Object pointing data rows:
+ + + + +
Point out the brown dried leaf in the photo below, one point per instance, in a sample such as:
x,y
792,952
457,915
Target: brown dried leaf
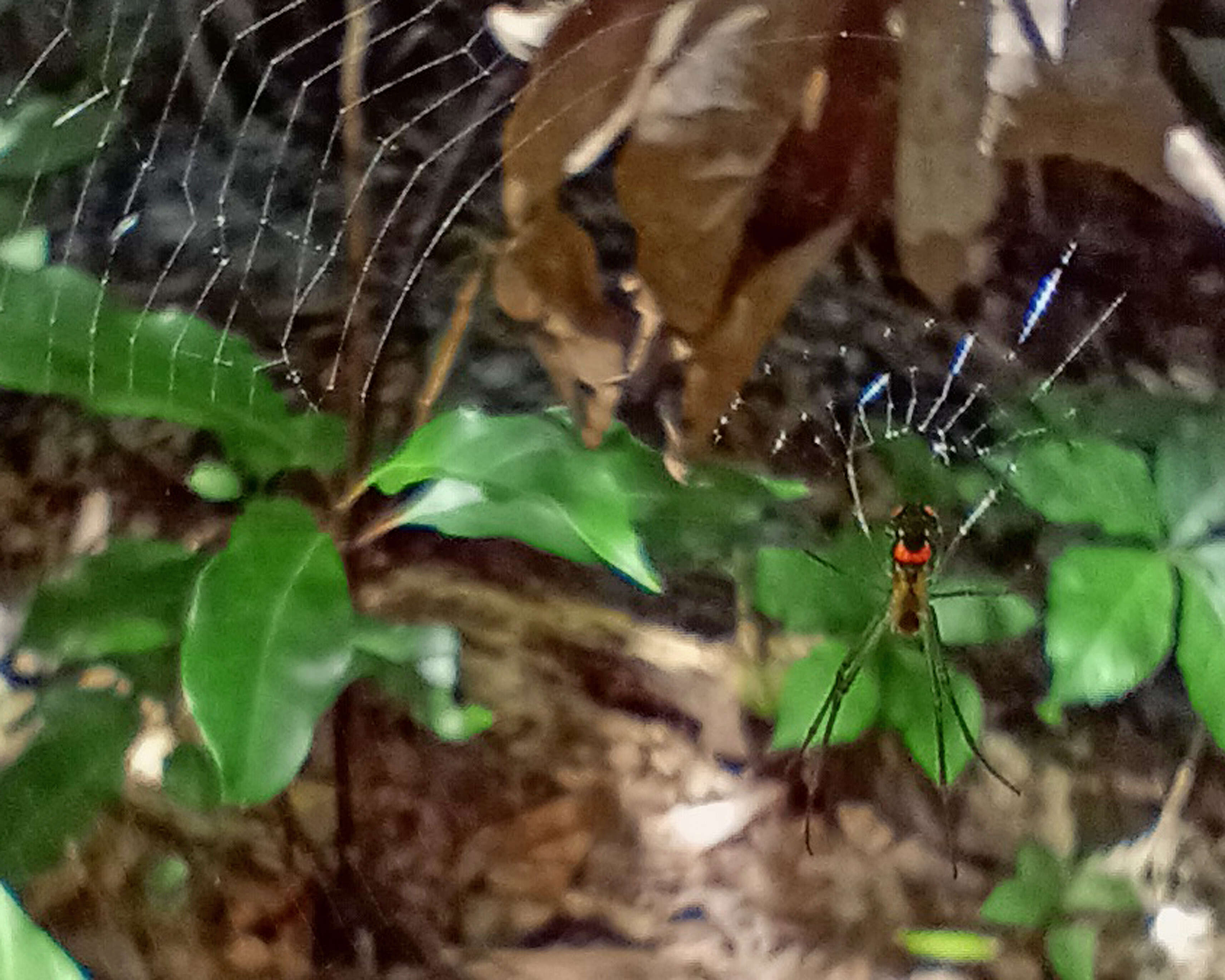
x,y
758,134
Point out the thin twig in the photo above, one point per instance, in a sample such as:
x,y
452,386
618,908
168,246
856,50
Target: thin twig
x,y
449,348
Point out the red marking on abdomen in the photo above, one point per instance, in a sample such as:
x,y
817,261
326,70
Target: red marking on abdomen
x,y
903,555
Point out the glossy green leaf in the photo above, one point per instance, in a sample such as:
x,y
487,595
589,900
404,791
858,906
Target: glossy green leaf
x,y
73,769
190,778
420,667
43,134
1089,483
266,647
215,481
1201,653
1091,890
63,336
464,510
950,945
986,614
1191,478
908,707
531,459
805,688
26,250
1109,624
26,951
1031,897
1070,950
129,599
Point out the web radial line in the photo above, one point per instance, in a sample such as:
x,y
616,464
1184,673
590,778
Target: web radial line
x,y
337,124
274,63
1043,389
112,119
385,227
43,55
849,467
283,145
377,158
147,165
26,207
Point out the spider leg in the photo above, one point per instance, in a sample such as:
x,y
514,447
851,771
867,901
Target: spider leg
x,y
971,594
940,690
848,671
931,640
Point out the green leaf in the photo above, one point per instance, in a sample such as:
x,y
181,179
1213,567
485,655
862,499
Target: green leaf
x,y
26,250
45,134
1191,478
129,599
1109,624
839,594
805,688
216,482
1201,653
950,945
1031,897
266,647
533,460
420,667
1094,891
464,510
29,952
1070,950
63,336
986,617
1089,483
73,769
910,710
190,778
167,885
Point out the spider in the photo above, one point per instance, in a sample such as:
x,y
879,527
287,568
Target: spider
x,y
916,527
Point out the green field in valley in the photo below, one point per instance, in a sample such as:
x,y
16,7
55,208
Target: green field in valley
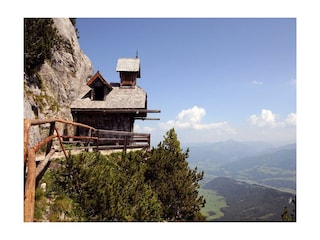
x,y
214,203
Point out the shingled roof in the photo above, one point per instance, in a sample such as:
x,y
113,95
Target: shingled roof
x,y
128,65
117,98
99,76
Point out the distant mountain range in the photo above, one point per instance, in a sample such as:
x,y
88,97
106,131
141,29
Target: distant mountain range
x,y
250,202
253,162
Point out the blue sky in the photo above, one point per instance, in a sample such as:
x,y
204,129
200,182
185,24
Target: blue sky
x,y
213,79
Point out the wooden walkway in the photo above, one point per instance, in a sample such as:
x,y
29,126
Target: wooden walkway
x,y
96,140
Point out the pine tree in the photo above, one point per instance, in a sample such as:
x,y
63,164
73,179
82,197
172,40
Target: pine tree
x,y
174,182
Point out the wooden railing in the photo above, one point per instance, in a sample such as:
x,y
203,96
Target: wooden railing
x,y
96,140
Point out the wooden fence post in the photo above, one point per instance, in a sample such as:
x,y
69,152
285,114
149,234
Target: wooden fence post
x,y
27,125
30,187
49,145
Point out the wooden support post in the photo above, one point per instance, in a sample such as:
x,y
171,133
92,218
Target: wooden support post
x,y
30,187
51,130
97,140
27,125
88,141
125,144
61,144
44,163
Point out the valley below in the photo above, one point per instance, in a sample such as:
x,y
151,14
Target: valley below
x,y
246,181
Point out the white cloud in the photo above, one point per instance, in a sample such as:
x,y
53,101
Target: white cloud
x,y
291,119
268,119
138,128
192,119
257,82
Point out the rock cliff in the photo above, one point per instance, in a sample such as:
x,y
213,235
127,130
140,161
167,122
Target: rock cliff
x,y
49,92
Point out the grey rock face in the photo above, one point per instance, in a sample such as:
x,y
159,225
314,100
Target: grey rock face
x,y
60,78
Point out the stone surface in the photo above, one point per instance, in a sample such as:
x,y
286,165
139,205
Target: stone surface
x,y
51,91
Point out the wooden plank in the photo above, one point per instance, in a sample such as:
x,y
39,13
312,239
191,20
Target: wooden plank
x,y
61,145
27,125
44,162
51,130
43,121
30,187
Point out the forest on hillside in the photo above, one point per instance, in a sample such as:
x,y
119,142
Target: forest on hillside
x,y
155,185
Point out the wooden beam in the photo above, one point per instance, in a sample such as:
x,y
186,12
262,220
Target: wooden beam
x,y
27,125
43,163
30,187
116,110
144,118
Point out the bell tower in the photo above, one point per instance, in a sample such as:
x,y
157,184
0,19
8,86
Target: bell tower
x,y
129,70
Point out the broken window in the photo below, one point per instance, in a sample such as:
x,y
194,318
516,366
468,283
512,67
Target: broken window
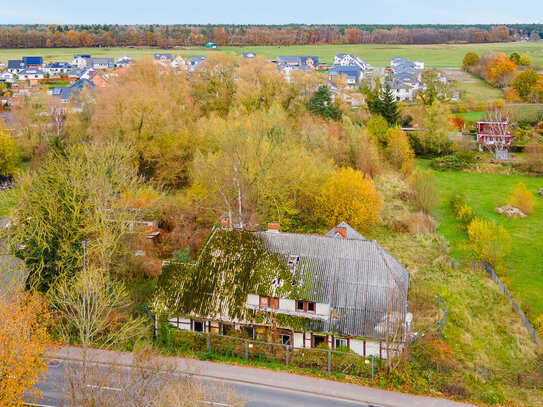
+ + + + +
Exercise description ->
Find each line in the data above that contains the word "blue" and copy those lines in full.

Response to the exercise ->
Point out the blue sky in the photo above, one point per instance, in a sample such as:
Target: blue sky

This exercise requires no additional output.